'''

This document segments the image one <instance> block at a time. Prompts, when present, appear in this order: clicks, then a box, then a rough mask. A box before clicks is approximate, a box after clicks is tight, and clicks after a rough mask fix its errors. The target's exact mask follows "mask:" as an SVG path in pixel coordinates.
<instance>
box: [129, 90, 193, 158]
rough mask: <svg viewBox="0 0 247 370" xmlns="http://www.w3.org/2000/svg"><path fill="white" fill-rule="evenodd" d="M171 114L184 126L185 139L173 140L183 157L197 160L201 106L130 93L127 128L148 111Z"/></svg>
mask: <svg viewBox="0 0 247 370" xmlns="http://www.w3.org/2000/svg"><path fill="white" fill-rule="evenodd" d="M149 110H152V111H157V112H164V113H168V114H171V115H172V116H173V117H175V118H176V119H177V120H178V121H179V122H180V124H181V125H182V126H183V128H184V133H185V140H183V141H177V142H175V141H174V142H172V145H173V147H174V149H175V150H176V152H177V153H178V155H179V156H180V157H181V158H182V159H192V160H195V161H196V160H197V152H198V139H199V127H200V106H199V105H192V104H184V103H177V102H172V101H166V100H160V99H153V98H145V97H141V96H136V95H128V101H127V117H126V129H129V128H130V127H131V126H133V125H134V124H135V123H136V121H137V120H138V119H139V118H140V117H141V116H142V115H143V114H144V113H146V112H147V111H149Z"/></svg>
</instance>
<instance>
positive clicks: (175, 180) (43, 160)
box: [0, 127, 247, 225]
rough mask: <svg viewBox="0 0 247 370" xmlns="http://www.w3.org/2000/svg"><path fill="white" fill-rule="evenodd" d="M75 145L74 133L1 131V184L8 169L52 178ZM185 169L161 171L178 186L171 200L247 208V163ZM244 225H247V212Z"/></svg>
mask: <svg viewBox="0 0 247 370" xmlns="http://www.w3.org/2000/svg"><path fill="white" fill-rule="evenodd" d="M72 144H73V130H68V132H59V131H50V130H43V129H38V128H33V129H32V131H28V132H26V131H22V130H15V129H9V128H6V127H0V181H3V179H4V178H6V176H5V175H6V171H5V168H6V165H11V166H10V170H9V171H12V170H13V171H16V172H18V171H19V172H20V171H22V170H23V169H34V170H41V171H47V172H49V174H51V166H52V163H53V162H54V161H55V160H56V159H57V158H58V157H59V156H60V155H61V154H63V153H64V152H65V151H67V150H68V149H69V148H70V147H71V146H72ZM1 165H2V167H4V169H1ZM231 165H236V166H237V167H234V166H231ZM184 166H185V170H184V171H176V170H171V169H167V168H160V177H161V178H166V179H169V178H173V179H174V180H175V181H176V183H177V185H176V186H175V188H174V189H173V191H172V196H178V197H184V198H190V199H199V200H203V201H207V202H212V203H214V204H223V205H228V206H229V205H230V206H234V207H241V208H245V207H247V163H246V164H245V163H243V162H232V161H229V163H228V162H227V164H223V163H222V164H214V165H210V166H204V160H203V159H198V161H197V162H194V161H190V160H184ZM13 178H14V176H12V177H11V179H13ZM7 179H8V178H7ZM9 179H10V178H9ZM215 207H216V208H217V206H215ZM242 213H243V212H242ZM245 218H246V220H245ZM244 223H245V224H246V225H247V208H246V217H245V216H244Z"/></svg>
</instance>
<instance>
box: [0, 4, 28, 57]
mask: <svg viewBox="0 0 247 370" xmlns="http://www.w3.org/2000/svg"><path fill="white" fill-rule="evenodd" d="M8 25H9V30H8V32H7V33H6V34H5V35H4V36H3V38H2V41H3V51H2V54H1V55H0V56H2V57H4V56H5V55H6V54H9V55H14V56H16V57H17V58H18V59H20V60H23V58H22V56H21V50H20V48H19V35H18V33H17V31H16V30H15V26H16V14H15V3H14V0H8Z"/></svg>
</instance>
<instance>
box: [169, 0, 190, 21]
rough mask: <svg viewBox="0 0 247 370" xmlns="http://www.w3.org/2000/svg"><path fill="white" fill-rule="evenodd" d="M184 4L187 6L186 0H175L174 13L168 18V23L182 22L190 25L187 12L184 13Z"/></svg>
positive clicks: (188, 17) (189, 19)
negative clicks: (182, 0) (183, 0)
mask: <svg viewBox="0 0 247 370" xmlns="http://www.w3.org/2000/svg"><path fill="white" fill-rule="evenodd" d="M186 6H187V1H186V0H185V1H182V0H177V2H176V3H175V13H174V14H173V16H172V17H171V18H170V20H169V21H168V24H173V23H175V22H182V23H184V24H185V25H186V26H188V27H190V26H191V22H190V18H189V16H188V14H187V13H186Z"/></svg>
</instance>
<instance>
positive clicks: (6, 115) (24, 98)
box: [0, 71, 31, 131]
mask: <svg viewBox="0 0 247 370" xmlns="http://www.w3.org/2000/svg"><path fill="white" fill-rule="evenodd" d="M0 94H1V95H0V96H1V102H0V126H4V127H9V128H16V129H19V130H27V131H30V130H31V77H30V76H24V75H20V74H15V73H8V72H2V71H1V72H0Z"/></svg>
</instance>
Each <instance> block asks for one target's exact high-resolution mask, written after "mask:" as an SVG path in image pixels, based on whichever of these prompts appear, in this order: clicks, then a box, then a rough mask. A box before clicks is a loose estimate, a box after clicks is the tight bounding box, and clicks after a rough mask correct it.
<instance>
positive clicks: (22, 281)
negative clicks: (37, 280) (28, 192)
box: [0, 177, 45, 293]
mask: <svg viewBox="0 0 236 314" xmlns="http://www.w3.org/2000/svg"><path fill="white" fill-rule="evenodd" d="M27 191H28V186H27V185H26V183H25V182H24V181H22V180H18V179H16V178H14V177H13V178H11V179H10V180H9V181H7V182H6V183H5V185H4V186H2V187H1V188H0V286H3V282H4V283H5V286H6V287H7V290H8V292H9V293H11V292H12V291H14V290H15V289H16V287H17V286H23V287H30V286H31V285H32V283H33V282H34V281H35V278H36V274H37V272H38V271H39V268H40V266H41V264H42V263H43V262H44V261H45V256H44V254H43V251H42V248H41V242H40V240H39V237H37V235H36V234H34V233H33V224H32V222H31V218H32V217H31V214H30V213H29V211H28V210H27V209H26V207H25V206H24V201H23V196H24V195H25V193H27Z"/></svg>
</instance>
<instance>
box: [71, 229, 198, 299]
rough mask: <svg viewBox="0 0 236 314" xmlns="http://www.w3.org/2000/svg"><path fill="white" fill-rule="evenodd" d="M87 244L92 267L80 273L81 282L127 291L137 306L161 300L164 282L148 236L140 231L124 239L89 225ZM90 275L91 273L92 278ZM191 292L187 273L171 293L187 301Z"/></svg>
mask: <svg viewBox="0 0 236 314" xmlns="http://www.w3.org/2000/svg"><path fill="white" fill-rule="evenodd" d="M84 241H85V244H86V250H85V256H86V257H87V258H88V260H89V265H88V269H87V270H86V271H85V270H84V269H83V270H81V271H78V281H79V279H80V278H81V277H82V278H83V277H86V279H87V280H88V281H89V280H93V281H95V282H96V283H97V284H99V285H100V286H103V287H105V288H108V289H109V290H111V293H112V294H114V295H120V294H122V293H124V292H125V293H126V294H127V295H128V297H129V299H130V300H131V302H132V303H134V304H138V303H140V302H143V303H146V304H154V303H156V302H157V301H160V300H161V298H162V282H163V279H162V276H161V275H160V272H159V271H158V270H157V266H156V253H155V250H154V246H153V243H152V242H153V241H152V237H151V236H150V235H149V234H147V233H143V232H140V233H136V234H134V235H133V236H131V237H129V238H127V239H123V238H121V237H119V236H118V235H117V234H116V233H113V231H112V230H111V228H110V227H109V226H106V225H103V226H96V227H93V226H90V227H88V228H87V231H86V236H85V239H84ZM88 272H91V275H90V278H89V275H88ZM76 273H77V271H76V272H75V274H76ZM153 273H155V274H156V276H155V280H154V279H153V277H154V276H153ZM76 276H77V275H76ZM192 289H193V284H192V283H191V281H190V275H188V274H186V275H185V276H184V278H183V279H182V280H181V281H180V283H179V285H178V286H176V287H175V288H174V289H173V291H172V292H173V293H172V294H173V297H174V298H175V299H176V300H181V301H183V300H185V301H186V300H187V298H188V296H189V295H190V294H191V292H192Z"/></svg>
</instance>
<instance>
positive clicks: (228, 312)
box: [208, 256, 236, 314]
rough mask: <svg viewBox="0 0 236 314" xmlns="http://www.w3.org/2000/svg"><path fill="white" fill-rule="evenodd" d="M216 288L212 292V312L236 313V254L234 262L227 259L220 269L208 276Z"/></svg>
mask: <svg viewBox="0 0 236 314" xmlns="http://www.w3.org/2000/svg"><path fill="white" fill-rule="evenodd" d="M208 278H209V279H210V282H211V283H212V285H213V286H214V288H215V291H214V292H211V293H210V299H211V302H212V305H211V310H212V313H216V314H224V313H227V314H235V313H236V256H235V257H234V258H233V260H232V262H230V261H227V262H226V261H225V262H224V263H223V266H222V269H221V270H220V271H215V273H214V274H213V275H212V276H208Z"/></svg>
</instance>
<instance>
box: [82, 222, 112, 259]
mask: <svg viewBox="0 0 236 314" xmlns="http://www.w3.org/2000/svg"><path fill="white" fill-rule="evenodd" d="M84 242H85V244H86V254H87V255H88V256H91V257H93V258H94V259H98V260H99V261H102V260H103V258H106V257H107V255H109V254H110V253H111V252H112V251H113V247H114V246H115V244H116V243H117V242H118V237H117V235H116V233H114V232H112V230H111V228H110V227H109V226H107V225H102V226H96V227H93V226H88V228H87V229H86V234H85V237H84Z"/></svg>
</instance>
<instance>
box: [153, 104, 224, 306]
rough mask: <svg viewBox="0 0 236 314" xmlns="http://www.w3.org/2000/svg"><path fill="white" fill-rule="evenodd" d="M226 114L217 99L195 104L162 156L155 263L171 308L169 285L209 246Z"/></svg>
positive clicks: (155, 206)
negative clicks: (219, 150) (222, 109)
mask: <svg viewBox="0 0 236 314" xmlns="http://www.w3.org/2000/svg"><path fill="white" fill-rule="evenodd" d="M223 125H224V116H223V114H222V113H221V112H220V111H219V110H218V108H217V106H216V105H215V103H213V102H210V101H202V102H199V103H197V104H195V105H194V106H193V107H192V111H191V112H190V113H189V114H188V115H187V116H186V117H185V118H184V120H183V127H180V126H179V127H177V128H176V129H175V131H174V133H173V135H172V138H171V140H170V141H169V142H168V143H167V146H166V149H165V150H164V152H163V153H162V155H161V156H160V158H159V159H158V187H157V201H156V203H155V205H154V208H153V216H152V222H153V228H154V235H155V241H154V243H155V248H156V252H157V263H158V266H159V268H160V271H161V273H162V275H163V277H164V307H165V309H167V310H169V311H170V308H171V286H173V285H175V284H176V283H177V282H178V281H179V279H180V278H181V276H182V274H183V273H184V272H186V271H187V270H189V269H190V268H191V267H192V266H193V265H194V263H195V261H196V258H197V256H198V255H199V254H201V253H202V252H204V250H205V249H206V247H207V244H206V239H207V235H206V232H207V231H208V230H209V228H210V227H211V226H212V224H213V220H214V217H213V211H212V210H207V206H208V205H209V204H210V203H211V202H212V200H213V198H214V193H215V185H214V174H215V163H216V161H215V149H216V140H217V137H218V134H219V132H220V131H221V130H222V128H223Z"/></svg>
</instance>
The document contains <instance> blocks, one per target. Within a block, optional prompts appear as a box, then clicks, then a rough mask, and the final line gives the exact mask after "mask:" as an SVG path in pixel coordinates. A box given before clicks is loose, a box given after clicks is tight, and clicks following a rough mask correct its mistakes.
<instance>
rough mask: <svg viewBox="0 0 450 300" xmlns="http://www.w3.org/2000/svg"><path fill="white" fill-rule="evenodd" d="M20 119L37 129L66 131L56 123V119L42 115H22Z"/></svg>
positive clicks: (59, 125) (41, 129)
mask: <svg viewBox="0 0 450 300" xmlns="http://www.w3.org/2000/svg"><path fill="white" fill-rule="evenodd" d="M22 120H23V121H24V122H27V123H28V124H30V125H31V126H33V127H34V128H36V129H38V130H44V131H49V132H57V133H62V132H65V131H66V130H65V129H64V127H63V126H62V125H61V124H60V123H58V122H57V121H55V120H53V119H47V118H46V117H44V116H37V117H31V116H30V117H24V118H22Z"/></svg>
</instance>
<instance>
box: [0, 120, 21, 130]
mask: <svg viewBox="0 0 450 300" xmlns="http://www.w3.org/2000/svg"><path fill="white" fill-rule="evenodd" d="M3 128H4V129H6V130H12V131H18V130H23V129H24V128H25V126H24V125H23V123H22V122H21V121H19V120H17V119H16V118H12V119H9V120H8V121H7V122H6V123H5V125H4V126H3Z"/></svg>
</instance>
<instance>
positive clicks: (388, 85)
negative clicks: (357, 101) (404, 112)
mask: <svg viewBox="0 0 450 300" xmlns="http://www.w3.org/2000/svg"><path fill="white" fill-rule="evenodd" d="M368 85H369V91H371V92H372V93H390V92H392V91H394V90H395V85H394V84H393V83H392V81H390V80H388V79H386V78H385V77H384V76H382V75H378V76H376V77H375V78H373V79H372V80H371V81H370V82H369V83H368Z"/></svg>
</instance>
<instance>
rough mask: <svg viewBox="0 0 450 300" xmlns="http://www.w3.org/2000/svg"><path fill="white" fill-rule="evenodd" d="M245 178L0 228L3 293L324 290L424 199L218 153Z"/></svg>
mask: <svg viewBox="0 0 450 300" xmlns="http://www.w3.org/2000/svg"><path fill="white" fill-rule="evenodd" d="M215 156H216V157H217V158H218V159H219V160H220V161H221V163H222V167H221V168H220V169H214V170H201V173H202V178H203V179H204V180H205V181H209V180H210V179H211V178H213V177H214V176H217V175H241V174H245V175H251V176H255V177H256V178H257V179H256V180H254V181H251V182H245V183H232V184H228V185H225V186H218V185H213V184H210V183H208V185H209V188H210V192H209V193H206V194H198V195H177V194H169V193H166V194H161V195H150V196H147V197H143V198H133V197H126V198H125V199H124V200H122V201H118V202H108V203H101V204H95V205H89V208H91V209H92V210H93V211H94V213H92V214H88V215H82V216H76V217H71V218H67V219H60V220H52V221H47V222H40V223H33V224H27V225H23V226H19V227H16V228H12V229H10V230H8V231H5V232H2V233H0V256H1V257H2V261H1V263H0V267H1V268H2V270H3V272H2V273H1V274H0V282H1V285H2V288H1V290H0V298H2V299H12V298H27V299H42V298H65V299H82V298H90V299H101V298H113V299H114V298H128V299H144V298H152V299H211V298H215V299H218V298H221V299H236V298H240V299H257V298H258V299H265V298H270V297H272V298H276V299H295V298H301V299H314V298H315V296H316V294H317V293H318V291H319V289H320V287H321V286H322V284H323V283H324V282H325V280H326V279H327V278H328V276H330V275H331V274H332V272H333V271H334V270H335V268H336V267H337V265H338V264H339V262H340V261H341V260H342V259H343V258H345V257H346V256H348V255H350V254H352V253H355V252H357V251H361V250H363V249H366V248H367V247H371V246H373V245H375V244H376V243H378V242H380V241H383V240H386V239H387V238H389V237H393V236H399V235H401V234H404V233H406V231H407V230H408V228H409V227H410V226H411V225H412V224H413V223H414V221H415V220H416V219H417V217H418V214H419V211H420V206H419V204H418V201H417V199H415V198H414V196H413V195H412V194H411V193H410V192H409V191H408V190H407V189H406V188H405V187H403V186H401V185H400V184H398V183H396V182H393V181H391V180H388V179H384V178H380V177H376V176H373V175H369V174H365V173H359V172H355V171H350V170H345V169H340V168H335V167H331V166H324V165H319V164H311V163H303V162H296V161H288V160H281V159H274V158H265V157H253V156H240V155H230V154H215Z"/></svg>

'''

Filter the material for the word "appear" and copy each matching line.

This document segments the image one <instance> block at a time. Prompts, when present, appear in this order: clicks, then a box, then a rough mask. A box before clicks is approximate, a box after clicks is tight, and clicks after a rough mask fix its errors. The target's exact mask follows "mask:" as an SVG path in pixel coordinates.
Each <instance> block asks for one target's exact high-resolution mask, written after "mask:" as an SVG path in image pixels, based on whichever of these prompts appear, in this order: clicks, then a box, then a rough mask. A box before clicks is a loose estimate, a box after clicks is the tight bounding box, and clicks after a rough mask correct it.
The document contains <instance> blocks, one per target. Within a block, optional prompts appear as a box, then clicks, then a rough mask, and the final line gives the exact mask after "mask:" as an SVG path in pixel coordinates. A box given before clicks is loose, a box given after clicks is tight, and clicks following a rough mask correct its mistakes.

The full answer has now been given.